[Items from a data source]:
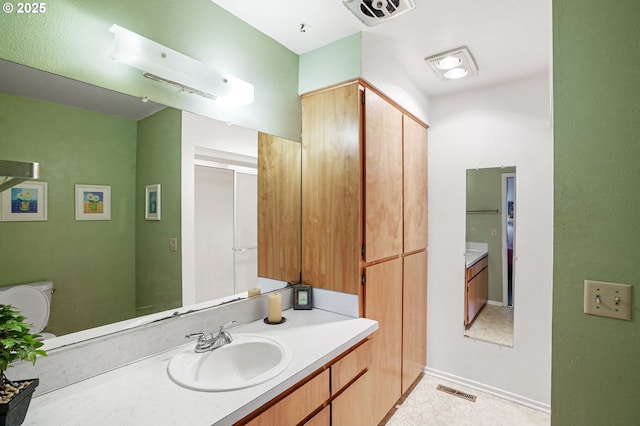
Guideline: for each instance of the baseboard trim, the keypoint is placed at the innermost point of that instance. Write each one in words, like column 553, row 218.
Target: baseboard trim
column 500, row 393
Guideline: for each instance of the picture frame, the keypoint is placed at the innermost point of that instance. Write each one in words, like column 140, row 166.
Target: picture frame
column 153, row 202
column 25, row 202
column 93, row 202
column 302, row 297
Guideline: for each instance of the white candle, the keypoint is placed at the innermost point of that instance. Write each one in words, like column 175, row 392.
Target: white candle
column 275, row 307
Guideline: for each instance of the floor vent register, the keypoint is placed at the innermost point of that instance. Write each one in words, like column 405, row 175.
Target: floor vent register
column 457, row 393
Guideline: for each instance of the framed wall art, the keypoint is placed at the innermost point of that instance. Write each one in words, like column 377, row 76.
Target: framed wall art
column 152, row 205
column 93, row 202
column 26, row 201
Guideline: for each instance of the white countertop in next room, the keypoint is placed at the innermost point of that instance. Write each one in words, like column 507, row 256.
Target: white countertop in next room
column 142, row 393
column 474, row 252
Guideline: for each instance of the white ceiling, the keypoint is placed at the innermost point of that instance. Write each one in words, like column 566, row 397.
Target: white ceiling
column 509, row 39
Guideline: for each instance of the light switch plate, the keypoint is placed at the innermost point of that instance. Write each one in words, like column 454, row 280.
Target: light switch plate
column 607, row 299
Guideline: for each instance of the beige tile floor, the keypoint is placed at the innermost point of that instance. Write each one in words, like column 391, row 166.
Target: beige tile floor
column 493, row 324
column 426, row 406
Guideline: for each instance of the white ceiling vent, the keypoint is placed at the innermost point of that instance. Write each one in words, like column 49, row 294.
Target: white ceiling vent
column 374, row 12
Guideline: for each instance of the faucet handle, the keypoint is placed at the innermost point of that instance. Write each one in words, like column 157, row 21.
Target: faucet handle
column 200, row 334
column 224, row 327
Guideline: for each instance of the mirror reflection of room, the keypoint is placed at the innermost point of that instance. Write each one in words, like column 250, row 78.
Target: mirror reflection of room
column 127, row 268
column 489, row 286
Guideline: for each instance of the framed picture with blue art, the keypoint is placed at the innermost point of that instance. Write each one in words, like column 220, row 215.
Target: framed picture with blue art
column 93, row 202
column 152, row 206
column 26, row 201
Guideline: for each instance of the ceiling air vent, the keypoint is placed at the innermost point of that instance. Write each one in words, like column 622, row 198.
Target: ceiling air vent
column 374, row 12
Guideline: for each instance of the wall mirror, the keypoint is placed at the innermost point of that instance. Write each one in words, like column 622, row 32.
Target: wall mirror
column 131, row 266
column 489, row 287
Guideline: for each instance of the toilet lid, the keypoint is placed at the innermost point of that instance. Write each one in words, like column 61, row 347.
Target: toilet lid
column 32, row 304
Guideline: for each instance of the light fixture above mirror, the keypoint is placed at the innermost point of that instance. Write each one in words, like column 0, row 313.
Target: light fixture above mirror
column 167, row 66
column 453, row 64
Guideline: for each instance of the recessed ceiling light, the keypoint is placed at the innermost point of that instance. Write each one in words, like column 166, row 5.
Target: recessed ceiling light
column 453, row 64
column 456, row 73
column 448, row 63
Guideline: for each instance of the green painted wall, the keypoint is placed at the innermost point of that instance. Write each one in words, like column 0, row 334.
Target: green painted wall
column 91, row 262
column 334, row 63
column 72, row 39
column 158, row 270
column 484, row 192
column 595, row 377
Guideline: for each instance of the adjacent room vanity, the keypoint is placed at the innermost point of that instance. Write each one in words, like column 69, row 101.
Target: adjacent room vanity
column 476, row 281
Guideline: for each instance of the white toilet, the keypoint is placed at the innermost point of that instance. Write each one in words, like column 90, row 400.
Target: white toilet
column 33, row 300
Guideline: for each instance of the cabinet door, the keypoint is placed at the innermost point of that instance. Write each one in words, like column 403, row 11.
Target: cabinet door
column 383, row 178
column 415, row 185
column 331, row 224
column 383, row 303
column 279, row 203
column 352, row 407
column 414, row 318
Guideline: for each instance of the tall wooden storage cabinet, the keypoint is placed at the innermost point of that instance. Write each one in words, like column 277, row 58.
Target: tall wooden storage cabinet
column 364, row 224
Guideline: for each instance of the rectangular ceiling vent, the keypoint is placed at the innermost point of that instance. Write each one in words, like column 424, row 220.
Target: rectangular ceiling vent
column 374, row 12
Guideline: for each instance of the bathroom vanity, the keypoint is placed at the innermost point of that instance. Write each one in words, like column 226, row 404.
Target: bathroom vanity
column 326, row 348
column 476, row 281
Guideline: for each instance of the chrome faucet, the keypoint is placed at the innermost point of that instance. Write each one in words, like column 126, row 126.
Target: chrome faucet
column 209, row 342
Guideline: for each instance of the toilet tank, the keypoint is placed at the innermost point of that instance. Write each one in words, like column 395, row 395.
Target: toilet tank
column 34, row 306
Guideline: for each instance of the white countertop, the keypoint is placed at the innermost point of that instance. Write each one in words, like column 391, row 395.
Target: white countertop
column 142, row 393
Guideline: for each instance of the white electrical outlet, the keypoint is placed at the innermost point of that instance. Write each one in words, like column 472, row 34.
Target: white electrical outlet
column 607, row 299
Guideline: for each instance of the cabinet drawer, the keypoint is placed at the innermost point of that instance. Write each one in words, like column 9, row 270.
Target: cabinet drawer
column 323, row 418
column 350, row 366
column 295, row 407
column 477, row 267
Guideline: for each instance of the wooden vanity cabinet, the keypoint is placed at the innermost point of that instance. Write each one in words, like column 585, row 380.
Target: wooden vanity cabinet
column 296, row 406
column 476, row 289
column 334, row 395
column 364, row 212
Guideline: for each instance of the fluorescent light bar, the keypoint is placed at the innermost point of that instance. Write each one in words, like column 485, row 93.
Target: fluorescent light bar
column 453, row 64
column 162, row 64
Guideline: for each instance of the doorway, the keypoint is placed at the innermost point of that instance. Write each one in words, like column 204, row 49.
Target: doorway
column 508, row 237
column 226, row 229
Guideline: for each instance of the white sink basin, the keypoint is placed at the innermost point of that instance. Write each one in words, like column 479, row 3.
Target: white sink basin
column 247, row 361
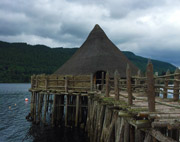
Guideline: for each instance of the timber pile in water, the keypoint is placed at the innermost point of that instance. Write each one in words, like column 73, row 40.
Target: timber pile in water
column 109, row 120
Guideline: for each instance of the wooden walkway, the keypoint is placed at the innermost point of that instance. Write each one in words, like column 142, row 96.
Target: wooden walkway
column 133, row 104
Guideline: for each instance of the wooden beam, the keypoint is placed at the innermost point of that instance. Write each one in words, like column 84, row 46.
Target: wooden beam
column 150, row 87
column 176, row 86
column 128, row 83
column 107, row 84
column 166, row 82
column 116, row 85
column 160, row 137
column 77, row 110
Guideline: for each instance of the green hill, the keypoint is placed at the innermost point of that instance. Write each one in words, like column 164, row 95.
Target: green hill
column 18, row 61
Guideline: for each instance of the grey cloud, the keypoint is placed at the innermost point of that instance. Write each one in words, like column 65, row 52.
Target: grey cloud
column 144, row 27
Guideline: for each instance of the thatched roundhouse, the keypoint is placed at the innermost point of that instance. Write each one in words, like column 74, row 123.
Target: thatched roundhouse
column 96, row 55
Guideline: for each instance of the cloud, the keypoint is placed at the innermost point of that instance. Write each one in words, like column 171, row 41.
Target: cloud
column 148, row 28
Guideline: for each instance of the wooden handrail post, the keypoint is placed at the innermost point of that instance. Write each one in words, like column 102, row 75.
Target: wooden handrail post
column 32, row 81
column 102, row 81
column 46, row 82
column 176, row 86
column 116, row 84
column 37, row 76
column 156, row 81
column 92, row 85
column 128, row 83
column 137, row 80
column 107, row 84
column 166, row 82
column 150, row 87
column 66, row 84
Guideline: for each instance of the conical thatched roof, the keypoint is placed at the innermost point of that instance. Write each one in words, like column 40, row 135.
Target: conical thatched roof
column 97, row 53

[What you should do]:
Please copy the lines in the records above between the one holding "Guideline: for each instance of the cloud, the" and the one holding "Guideline: for each instance of the wooden handrail", inclusive, exactly and with no other line.

[Completed task]:
Guideline: for each instance of the cloud, the keypoint is placed at the innermost point of that instance. Write each one in words, like column 171, row 41.
Target: cloud
column 148, row 28
Guideline: for each instance of the wooden handrail post, the keypoint is placed at the innermost point of that instance. Write each one in words, like column 102, row 75.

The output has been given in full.